▸ **PROBLEM REQUIREMENTS**:
Locate each line below that includes "suit" and reproduce it.

(Beginning of RECORDS FOR PROCESSING)

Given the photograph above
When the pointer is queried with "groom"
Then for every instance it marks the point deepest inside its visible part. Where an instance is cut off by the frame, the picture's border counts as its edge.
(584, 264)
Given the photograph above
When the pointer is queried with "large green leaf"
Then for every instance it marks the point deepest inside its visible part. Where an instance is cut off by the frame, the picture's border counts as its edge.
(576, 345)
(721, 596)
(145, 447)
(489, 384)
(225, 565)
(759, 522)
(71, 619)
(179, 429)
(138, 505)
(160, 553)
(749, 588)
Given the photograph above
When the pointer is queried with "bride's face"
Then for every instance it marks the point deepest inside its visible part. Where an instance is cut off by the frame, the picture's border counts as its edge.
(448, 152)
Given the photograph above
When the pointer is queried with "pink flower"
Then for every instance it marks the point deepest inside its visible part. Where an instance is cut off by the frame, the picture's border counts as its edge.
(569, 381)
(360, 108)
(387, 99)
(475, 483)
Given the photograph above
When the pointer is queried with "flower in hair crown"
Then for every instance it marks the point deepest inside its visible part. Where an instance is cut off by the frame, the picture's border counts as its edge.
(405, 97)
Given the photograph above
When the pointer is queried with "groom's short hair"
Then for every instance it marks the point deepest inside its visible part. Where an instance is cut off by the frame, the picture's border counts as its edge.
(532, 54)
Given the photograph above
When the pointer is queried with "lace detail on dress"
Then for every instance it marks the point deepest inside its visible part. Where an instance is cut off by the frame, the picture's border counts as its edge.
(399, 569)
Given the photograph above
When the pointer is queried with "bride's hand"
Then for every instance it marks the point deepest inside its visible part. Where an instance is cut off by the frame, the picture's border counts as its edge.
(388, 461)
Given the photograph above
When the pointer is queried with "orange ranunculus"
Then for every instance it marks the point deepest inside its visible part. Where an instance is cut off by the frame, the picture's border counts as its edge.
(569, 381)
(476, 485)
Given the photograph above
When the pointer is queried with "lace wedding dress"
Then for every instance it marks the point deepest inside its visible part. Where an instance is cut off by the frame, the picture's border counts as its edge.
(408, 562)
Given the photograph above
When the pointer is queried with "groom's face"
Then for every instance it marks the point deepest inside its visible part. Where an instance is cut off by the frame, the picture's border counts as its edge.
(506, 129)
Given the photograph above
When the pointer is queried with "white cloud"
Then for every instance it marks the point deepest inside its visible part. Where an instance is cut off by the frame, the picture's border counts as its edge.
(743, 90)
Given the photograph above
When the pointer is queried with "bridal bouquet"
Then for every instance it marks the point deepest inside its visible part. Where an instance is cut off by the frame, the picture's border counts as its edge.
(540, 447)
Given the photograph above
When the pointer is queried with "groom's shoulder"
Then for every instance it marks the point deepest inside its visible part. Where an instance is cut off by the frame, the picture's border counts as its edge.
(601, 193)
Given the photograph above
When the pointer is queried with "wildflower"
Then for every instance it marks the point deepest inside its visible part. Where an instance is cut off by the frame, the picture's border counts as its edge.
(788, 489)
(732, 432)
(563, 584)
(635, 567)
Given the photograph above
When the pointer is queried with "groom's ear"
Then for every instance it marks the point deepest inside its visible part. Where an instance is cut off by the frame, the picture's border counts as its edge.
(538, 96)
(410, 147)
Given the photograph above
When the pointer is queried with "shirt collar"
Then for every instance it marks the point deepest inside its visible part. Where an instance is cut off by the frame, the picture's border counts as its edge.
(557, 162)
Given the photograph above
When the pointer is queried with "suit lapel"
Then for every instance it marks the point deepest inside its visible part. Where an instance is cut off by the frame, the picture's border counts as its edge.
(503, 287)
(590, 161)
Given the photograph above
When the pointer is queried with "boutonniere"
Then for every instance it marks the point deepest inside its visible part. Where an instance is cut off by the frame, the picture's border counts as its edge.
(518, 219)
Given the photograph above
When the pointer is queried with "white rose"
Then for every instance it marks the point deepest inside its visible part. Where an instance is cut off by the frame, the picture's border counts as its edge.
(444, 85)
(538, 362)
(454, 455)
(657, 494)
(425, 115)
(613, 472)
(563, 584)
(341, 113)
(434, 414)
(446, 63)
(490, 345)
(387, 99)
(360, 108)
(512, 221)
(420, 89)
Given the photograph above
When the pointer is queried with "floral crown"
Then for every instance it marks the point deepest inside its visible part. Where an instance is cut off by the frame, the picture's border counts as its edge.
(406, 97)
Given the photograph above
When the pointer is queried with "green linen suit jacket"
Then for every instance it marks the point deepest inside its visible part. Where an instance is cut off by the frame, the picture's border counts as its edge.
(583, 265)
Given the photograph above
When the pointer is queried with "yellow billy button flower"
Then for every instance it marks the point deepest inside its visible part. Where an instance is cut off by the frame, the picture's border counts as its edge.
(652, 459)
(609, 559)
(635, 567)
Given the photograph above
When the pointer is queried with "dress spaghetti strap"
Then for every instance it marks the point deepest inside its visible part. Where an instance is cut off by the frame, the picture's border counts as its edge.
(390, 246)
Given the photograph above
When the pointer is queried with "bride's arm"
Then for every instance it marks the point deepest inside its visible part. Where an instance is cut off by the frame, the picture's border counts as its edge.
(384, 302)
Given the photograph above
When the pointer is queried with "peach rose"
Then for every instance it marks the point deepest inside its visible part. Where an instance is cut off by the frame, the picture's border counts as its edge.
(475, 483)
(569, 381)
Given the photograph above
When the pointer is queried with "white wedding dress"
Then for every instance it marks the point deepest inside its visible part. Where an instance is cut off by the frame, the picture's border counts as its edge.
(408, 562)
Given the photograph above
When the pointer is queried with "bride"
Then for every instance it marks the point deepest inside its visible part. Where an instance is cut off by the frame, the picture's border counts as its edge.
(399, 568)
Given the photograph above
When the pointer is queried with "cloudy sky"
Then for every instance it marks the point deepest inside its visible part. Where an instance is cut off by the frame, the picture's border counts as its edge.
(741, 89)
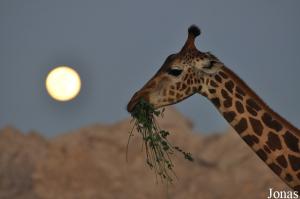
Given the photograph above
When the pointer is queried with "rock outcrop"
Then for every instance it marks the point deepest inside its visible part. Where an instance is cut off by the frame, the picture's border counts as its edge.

(End of RECORDS FOR PROCESSING)
(Beginning of RECORDS FOR PROCESSING)

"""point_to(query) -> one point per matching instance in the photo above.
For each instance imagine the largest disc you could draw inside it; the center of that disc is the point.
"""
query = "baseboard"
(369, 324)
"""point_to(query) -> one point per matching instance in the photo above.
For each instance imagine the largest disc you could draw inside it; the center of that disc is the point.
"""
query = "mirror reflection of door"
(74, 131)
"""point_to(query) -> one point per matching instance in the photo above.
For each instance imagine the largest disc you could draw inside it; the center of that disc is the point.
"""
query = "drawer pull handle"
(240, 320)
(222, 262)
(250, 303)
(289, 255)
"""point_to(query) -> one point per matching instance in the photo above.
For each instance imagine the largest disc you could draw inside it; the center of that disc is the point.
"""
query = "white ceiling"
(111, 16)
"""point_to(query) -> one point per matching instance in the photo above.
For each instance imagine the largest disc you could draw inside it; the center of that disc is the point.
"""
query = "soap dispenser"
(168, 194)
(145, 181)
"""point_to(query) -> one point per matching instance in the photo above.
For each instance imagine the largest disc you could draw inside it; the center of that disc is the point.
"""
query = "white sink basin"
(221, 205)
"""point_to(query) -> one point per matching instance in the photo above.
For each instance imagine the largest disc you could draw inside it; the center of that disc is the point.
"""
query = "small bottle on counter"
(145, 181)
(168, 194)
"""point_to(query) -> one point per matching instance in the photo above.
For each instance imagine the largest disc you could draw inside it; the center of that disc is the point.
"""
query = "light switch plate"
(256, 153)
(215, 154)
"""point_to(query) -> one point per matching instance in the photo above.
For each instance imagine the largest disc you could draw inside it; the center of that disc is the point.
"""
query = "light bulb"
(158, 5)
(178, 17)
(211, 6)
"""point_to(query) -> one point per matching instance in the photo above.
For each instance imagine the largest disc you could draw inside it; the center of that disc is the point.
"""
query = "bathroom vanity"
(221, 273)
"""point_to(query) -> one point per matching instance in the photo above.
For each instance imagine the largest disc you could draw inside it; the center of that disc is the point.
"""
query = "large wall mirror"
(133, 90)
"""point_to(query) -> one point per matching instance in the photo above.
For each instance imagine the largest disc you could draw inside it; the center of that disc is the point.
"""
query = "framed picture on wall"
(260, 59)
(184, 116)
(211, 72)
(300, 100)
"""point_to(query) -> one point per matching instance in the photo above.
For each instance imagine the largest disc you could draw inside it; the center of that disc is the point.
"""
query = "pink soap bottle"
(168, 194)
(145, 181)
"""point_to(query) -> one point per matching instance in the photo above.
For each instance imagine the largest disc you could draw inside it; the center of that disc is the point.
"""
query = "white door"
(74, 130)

(End of RECORDS FOR PROCESSING)

▸ **SOLUTION TO THE PROBLEM**:
When the pointer is queried with "suit lapel"
When the pointer is queried with "green linen suit jacket"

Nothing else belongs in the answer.